Quoted text ▸
※ ※ ※

Hello, readers! It is Monday again! As it is Monday, welcome to another #5OnMyTBR update. The rule is relatively simple. I must pick five books from my to-be-read piles that fit the week’s theme.

This week’s theme: City Setting

5OnMyTBR is a bookish meme hosted by E. @ Local Bee Hunter’s Nook where you chose five books from your to-be-read pile that fit that week’s theme. If you’d like more info, head over to the announcement post!


Title: Käsebier Takes Berlin
Author: Gabriele Tergit
Translator: Sophie Duvernoy
Featured City: Berlin
Publisher: New York Review of Books
Publishing Date: 2019
No. of Pages: 277

Synopsis: 

Berlin, 1930: Käsebier is the name on everyone’s lips. “Cheese” and “beer” is what it literally means, an unglamorous name for an unglamorous man who used to perform on a shabby stage for laborers, secretaries, and shopkeepers. Until the press showed up.

※ ※ ※

Exercise A ▸
Copy the stretch of the blog post from "Hello, readers! It" through "the week’s theme.".
Exercise B ▸
Rewrite the paragraph of the blog post that begins "5OnMyTBR is a bookish meme" in a more concise form, keeping its main facts.
Exercise C ▸
Pick up the blog post after its final sentence and continue it.

Data section ▸
※ ※ ※

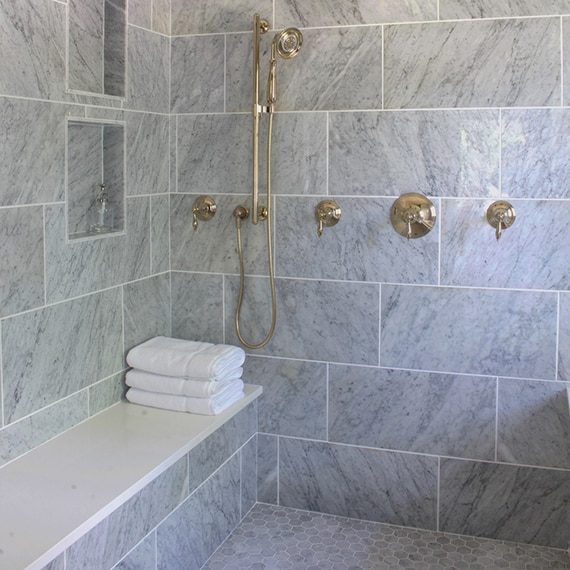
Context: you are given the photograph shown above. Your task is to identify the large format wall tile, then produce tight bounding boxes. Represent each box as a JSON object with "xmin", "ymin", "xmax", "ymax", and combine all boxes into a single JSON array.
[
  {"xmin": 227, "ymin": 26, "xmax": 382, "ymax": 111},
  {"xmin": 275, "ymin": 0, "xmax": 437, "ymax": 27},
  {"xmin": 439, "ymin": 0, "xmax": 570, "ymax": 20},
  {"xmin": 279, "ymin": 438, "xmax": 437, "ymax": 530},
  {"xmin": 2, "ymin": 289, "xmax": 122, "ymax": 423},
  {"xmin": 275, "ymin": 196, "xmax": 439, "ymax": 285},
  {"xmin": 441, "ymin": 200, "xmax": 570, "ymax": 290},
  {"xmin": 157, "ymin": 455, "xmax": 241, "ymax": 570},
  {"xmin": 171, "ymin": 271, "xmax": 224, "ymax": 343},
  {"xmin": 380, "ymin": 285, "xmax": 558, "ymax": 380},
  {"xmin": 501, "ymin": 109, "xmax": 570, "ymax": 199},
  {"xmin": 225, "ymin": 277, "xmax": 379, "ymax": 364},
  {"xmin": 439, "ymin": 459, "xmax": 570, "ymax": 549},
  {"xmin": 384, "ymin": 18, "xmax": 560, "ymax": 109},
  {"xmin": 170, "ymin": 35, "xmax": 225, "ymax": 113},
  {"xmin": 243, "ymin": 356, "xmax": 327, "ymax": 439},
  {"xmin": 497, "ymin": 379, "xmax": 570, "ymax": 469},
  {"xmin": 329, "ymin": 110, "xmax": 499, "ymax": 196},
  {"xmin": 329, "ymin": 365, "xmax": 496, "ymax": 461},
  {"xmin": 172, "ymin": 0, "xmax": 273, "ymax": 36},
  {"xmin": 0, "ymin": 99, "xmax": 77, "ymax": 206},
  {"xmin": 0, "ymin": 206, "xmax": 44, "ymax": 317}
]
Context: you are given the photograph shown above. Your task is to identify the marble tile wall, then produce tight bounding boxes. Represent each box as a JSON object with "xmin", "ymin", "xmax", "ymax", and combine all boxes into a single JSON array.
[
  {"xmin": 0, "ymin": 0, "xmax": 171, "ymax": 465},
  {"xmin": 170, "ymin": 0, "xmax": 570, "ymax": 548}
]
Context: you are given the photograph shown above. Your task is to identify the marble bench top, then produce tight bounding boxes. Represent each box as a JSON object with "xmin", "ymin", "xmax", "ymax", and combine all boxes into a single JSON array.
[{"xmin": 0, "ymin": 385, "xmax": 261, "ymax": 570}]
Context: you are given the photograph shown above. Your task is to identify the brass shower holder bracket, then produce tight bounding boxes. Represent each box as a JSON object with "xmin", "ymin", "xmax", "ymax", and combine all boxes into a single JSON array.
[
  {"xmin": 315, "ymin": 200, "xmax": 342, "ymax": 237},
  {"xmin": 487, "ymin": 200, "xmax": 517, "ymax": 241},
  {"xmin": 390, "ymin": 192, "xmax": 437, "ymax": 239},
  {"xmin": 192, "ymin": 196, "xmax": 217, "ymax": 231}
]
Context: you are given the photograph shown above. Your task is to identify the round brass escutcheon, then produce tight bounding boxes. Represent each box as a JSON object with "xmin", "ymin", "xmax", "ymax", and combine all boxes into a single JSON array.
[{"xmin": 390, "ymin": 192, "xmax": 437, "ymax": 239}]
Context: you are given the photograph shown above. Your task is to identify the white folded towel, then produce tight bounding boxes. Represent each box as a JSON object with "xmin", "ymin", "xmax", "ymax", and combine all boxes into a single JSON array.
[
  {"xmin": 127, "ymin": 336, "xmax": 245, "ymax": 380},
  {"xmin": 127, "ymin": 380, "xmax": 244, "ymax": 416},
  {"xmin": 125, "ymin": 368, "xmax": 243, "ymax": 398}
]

※ ※ ※

Written response A ▸
Hello, readers! It is Monday again! As it is Monday, welcome to another #5OnMyTBR update. The rule is relatively simple. I must pick five books from my to-be-read piles that fit the week’s theme.

Written response B ▸
5OnMyTBR is a book meme hosted by E. @ Local Bee Hunter's Nook. Participants choose five books from their to-be-read pile that fit each week's theme. Further information is available in the announcement post.

Written response C ▸
Because now Käsebier is a star. Margot Weissmann, patron of the arts, hosts champagne breakfasts for him; Muschler the banker will build a theater in his honor; Willy Frächter, a parvenu writer, is making a mint off Käsebier books and trinkets. All the while, the journalists who catapulted Käsebier to fame watch the churning monstrous commercial machine in amazement – amused and not a little aghast at what they have unleashed.

In Käsebier Takes Berlin, the journalist Gabriele Tergit wrote a searing satire of the excesses and follies of the Weimar Republic. Chronicling a country on the brink of fascism and a press on the edge of collapse, Tergit’s novel caused a sensation when it was published in 1931. As witty as Kurt Tucholsky and as trenchant as Karl Kraus, Tergit portrays a world too entranced by fireworks to notice its smoldering edges.

Title: NW
Author: Zadie Smith
Featured City: London
Publisher: Penguin Books
Publishing Date: 2013 (2012)
No. of Pages: 401

Synopsis: 

This is the story of a city. The northwest corner of a city. Here you’ll find guests and hosts, those with power and those without it, people who live somewhere special and others who live nowhere at all. And many people in between.

Every city is like this. Cheek-by-jowl living. Separate worlds.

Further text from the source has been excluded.